Reproduce word for word the stretch of entries below from the line containing "Can you see the flat" through the line containing "column 958, row 605", and nothing else.

====== SUPPLIED INFORMATION ======

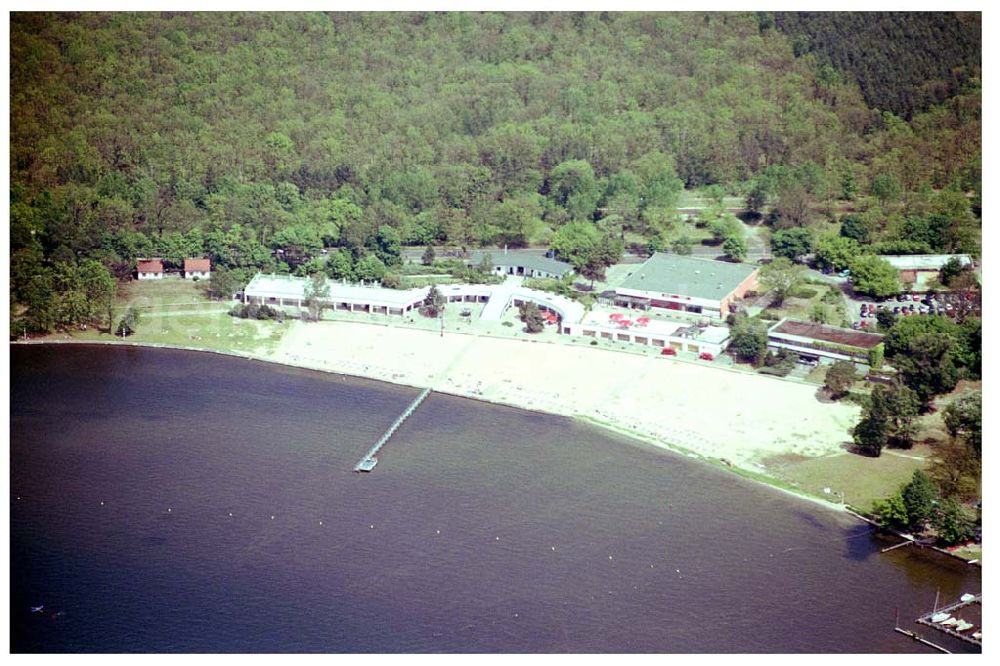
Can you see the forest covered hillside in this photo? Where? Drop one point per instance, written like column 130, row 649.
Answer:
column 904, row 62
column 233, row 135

======
====== SUPPLIED INFORMATION ======

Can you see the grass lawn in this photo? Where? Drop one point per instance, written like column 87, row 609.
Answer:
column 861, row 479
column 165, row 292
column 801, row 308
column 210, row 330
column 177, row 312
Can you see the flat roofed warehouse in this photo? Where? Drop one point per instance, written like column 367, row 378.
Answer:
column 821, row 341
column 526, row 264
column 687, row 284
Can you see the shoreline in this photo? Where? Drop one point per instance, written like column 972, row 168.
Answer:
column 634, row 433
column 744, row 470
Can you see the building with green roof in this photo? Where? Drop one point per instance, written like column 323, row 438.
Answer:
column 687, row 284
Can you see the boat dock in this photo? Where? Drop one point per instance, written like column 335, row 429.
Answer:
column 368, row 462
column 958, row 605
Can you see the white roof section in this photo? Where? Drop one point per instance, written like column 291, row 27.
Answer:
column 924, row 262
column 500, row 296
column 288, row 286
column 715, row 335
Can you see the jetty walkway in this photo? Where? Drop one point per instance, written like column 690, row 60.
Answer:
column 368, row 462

======

**RESPONSE TO THE TASK:**
Can you see the flat roofed warehouse in this photo? Where? Drop one point per instance, written like column 367, row 378.
Answer:
column 821, row 341
column 526, row 264
column 687, row 284
Can you see the shoreline in this photo? Where? Drop one point per instance, written like column 972, row 168.
Answer:
column 634, row 433
column 744, row 470
Can you see the building with green roof in this photo? Where? Drop one point per instance, written like column 323, row 438.
Answer:
column 687, row 284
Can you see the boat dock in this photo? Where? Drop one point per instance, written like column 335, row 429.
Answer:
column 368, row 462
column 958, row 605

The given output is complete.